━━━ Entries shown

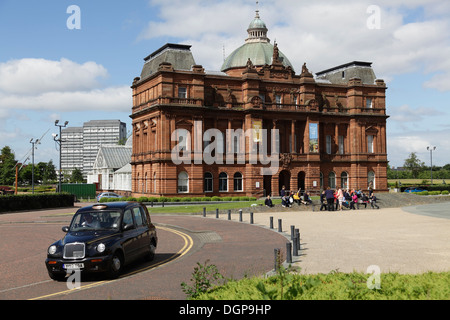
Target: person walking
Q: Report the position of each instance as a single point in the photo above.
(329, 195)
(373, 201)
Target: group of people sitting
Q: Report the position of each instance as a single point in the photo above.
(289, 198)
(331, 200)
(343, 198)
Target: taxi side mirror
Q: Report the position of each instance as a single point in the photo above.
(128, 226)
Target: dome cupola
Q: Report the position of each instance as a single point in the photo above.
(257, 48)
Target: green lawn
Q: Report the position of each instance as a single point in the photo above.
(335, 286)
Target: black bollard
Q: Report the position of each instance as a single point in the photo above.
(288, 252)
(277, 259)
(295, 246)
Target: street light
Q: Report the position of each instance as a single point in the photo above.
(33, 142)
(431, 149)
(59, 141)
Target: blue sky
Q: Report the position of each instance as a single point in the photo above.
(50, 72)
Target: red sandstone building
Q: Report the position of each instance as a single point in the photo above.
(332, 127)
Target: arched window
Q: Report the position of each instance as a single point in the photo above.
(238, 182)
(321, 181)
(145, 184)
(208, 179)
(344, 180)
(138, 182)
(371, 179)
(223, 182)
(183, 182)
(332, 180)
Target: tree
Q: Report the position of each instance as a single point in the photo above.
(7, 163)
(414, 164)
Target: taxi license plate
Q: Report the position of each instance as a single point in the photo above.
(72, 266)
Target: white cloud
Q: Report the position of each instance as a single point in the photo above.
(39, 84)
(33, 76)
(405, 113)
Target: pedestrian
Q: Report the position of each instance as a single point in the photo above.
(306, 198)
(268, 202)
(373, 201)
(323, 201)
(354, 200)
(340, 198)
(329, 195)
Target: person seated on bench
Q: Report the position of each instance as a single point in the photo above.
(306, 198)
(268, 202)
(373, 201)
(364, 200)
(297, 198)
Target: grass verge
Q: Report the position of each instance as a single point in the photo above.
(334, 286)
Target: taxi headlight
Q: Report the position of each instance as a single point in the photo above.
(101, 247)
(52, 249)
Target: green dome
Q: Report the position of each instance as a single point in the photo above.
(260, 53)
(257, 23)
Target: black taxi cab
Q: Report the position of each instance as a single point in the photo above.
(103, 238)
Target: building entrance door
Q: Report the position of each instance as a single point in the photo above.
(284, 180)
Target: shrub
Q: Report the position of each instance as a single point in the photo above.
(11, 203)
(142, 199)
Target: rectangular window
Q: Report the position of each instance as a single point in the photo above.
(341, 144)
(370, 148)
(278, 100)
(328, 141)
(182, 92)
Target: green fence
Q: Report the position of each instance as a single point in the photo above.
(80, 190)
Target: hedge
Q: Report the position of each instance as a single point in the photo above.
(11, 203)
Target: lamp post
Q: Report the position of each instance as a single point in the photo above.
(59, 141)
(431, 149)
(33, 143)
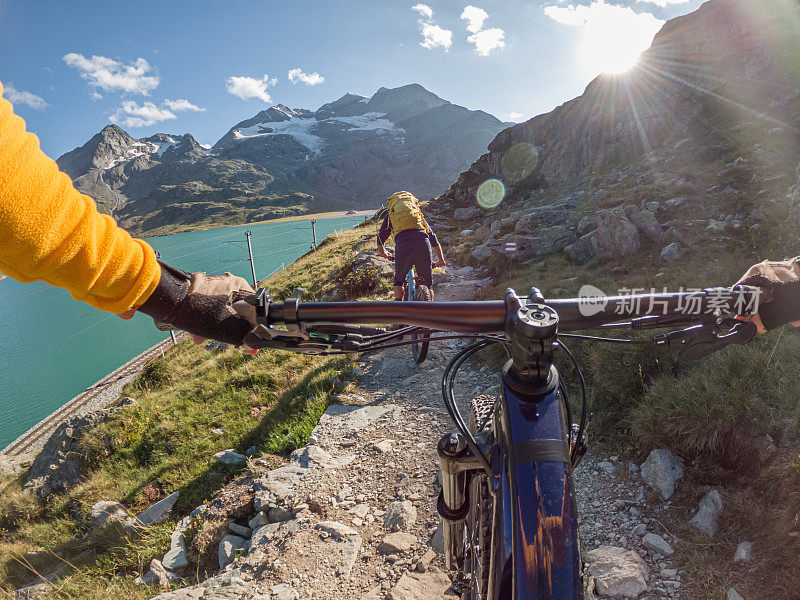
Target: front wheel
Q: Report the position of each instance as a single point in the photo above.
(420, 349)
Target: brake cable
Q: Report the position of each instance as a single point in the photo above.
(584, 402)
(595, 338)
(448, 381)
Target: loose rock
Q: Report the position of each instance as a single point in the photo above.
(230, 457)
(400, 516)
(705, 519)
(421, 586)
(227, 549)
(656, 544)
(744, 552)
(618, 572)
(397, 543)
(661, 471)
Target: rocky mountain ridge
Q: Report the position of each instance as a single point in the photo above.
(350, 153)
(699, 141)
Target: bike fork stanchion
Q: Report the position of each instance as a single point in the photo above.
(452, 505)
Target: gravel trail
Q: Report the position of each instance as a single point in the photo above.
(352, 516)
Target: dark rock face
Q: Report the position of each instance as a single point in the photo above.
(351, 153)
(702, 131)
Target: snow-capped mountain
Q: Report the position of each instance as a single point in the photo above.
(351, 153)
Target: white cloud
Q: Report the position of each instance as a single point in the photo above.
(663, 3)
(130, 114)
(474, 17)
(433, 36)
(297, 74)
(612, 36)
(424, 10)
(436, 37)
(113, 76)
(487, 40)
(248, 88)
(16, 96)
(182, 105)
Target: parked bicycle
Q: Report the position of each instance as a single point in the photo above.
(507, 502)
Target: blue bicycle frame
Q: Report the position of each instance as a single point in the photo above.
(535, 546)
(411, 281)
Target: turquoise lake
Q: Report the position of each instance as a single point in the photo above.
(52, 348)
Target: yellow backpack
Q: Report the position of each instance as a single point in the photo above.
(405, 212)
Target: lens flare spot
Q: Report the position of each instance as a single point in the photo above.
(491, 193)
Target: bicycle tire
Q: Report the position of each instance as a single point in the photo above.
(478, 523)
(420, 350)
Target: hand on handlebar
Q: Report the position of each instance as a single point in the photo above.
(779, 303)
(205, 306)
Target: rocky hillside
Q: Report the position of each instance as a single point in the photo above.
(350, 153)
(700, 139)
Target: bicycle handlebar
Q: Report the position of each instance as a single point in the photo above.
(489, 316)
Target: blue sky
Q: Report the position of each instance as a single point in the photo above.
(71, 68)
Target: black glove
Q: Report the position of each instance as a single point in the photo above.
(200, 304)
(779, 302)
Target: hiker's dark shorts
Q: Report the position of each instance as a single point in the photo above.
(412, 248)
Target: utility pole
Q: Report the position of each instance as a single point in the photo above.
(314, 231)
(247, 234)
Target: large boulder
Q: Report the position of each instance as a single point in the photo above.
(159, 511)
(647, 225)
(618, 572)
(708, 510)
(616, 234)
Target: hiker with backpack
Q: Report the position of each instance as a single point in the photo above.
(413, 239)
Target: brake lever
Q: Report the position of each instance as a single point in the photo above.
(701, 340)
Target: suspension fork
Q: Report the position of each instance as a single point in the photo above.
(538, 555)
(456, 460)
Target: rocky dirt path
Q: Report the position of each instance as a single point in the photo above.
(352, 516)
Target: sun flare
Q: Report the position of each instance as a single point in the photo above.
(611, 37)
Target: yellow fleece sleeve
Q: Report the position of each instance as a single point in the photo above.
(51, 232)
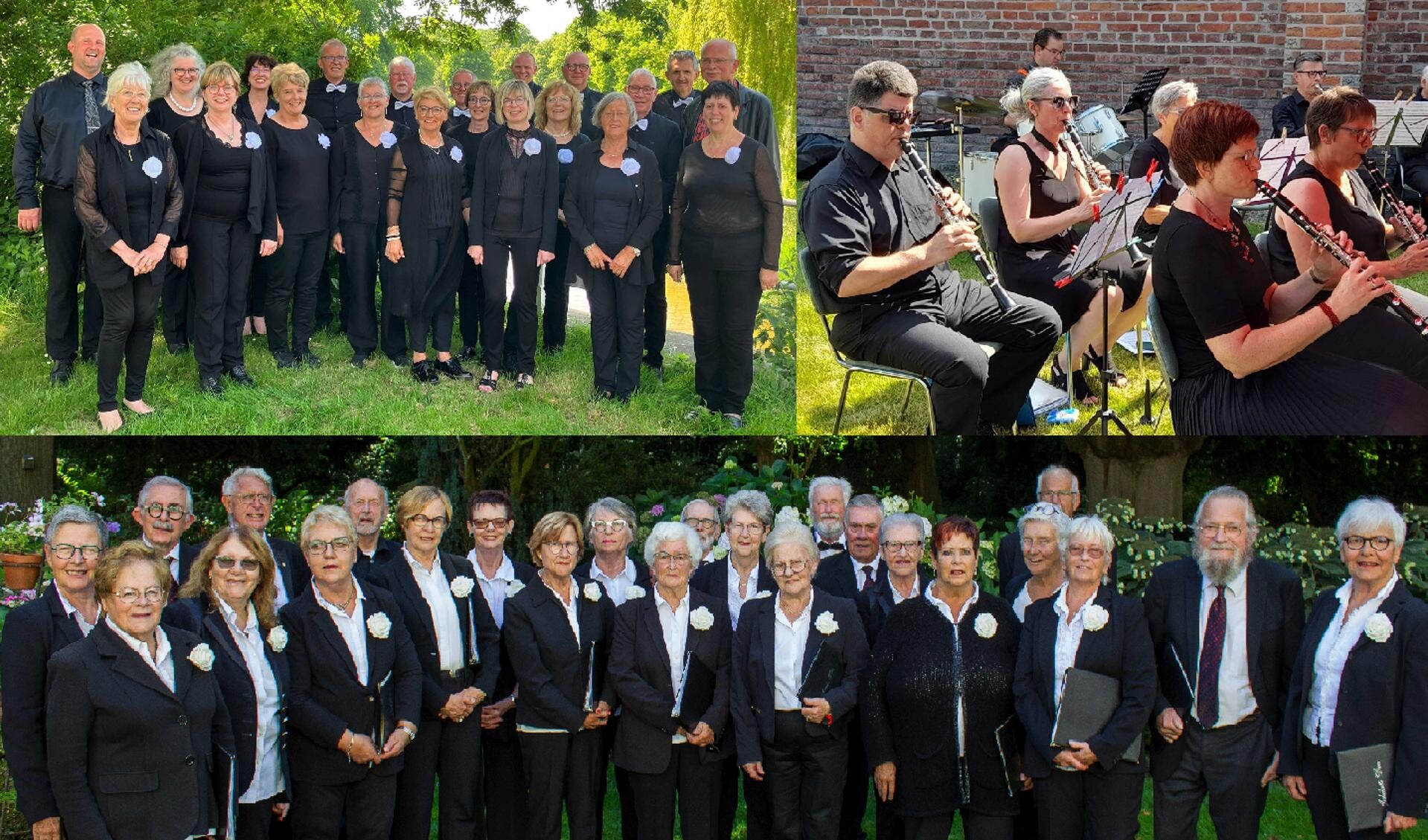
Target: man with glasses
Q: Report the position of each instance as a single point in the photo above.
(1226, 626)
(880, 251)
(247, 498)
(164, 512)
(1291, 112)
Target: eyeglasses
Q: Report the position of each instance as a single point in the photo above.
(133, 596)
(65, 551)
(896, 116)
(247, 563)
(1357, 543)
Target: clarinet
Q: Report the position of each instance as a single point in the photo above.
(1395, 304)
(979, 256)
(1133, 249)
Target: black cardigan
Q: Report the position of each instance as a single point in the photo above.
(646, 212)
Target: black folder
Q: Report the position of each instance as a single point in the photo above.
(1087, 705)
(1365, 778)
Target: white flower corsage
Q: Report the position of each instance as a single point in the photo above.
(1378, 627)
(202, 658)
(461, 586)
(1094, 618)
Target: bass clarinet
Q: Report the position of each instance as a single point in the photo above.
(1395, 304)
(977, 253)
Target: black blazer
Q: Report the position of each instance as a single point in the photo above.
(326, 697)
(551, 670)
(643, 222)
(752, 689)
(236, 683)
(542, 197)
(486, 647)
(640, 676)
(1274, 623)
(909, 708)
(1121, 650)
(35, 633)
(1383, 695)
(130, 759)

━━━━━━
━━━ Entries shown

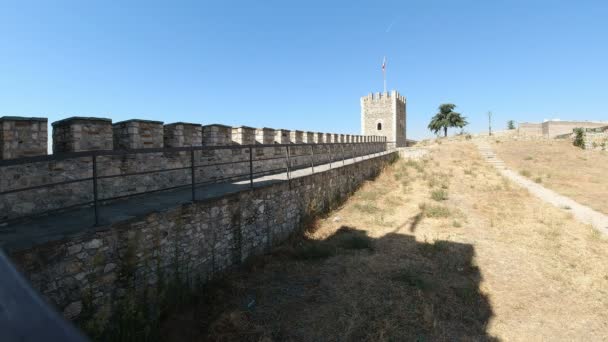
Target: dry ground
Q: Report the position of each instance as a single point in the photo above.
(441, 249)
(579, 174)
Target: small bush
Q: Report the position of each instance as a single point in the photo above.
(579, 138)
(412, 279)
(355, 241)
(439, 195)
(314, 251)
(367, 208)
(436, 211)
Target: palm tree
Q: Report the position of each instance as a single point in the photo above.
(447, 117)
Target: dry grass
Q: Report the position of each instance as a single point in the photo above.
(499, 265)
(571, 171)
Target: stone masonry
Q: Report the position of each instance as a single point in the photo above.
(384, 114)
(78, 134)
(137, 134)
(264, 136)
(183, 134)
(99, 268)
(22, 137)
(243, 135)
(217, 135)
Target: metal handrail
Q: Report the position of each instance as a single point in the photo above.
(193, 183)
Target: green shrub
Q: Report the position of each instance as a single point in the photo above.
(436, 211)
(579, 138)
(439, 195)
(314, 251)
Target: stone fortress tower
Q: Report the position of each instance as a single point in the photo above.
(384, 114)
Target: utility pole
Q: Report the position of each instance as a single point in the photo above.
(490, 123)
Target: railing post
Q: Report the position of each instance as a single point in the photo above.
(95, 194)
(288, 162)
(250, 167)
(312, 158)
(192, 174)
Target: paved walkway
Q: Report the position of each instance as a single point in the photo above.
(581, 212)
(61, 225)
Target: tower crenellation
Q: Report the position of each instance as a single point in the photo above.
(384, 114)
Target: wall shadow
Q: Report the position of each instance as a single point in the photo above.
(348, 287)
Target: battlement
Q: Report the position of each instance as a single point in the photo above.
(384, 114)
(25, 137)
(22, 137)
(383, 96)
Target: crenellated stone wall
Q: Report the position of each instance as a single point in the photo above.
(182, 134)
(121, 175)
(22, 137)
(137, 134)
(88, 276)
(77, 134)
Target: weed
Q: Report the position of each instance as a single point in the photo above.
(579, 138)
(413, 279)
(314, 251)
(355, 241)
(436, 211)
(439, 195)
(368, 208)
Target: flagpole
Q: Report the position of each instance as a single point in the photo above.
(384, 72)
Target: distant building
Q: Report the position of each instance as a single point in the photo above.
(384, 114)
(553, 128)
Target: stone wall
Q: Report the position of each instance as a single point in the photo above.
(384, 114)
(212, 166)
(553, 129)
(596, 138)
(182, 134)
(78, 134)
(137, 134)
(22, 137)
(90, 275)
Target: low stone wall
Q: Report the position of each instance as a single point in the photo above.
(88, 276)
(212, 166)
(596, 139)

━━━━━━

=== Requirement ===
Given the records above, restate word for word only the lines starting at the one with "Target: person walking" and ending at the one with "Target: red sandstone building".

=== Answer section ===
Target: person walking
Q: Report the position of each instance as a single point in the photo above.
(329, 195)
(373, 201)
Target: group of people sitting
Q: Report the position of each instance as a single point in the photo above.
(289, 198)
(331, 200)
(343, 198)
Target: taxi side mirror
Q: Report the position of each instance as a single point in the photo above.
(128, 226)
Target: dome cupola
Q: Report the position of each instance as a single point in the photo above.
(257, 48)
Target: green lawn
Q: Report the position of each instance as a single point in the photo above.
(335, 286)
Target: black bollard
Q: Report the position of each instance as a single point in the photo above.
(288, 252)
(277, 259)
(295, 246)
Target: street light
Q: Report the position of each instance as a single point in the photo above.
(33, 142)
(431, 149)
(59, 141)
Target: blue sky
Q: Report the position of each instance as a single point in the photo above.
(50, 72)
Target: red sandstone building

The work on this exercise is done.